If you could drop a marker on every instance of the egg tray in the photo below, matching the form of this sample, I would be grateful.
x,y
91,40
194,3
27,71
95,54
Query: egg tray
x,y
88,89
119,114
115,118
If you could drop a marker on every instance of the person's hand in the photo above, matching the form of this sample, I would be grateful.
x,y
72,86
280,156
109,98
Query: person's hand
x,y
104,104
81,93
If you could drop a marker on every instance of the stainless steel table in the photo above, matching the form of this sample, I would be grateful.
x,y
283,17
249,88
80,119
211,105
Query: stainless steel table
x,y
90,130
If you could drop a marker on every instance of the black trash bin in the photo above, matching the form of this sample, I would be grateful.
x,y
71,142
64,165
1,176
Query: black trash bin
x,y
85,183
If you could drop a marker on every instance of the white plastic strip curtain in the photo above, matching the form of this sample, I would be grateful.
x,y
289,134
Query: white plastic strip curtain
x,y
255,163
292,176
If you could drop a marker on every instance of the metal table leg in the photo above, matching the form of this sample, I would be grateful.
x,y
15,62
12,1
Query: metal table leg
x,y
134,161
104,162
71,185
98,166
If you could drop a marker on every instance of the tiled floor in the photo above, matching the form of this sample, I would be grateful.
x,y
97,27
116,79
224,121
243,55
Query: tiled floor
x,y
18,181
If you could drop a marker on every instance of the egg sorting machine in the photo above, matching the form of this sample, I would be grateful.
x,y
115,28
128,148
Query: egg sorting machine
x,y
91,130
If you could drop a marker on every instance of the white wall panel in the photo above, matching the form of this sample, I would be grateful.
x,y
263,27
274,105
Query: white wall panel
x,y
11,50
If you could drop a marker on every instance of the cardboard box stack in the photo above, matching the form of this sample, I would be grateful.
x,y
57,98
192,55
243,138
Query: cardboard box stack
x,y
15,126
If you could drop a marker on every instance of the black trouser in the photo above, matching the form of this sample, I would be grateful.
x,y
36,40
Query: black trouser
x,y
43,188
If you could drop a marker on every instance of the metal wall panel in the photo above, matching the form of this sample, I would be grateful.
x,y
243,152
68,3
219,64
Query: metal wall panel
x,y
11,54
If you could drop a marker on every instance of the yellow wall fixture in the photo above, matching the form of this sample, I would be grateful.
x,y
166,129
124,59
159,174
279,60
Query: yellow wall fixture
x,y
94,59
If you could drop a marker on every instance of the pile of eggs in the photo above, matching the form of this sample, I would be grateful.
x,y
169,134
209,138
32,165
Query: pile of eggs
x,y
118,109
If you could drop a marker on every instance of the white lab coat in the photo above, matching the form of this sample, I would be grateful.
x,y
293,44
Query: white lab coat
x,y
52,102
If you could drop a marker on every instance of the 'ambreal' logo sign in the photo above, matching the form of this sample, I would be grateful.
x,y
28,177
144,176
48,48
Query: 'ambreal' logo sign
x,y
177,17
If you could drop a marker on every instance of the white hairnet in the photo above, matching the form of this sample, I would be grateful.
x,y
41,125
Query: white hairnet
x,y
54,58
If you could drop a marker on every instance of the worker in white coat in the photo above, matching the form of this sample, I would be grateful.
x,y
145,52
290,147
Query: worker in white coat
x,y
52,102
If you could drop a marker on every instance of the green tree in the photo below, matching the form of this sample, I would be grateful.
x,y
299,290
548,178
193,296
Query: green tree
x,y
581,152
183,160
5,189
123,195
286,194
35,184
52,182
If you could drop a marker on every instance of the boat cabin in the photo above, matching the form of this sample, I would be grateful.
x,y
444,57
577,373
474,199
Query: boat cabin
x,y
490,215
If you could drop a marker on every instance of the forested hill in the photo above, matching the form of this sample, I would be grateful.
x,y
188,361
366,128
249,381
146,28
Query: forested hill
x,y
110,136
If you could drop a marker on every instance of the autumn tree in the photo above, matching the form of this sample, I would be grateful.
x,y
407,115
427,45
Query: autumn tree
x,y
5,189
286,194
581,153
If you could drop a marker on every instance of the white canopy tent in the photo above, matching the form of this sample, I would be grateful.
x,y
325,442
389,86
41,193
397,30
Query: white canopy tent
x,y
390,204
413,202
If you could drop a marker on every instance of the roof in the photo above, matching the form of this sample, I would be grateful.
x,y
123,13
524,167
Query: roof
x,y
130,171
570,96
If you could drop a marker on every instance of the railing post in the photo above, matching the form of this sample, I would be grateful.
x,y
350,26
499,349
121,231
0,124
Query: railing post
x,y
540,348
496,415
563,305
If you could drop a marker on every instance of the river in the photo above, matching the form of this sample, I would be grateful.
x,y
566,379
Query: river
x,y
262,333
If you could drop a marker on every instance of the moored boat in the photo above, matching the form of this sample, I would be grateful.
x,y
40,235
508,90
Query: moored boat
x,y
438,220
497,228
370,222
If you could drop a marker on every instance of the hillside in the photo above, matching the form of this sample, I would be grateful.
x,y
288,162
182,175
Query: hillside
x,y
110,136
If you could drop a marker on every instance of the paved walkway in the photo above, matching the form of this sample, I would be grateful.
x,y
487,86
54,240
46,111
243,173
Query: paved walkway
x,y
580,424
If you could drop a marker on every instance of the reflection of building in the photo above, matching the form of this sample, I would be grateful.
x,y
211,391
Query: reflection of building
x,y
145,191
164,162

## EXERCISE GOAL:
Out of the records above, pull each line containing the word "below".

## SOLUTION:
If you could drop a marker on every instance of the egg tray in the photo below, matching the form of this sample, I would be grateful.
If you could drop a marker on every instance of the green tree in the photo below, matching the form of this sample, I would be grateful.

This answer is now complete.